--- START ---
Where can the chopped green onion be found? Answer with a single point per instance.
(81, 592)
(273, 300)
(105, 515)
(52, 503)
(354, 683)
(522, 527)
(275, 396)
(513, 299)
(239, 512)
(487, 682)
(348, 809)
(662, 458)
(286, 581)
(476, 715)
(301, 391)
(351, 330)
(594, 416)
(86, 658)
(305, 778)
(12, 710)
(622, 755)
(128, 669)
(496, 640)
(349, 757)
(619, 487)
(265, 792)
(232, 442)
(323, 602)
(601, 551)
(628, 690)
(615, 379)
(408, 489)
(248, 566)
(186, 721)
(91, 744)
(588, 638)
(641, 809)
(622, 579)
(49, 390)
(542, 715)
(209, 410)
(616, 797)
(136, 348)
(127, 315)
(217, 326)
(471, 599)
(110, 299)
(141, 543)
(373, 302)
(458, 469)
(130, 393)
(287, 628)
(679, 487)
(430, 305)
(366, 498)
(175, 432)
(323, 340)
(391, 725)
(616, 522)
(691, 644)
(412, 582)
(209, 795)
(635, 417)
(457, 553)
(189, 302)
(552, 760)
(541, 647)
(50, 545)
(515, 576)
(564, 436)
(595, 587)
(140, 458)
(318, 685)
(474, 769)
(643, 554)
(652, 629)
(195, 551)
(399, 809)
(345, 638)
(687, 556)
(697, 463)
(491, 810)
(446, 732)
--- END ---
# Problem description:
Print out all the entries precisely as written.

# Output for this task:
Where can the chopped green onion be found? Answer with a single point per instance.
(81, 592)
(273, 300)
(105, 515)
(52, 503)
(354, 683)
(522, 527)
(275, 396)
(513, 299)
(239, 512)
(487, 682)
(348, 809)
(662, 458)
(286, 581)
(476, 715)
(301, 391)
(351, 330)
(594, 416)
(86, 658)
(305, 778)
(12, 710)
(622, 755)
(128, 669)
(496, 640)
(349, 757)
(619, 487)
(265, 792)
(232, 442)
(323, 602)
(601, 551)
(628, 690)
(615, 379)
(408, 489)
(248, 566)
(186, 721)
(91, 744)
(588, 638)
(641, 809)
(622, 579)
(49, 390)
(542, 715)
(209, 410)
(616, 797)
(136, 348)
(127, 315)
(217, 326)
(471, 599)
(110, 299)
(141, 543)
(373, 302)
(458, 469)
(130, 393)
(287, 628)
(679, 487)
(430, 305)
(366, 498)
(175, 432)
(323, 340)
(391, 725)
(616, 522)
(691, 644)
(412, 582)
(209, 795)
(635, 417)
(457, 553)
(189, 302)
(552, 760)
(541, 647)
(50, 545)
(515, 576)
(564, 436)
(595, 587)
(140, 458)
(318, 685)
(474, 769)
(643, 554)
(652, 629)
(195, 551)
(399, 809)
(345, 638)
(687, 556)
(697, 463)
(491, 810)
(446, 732)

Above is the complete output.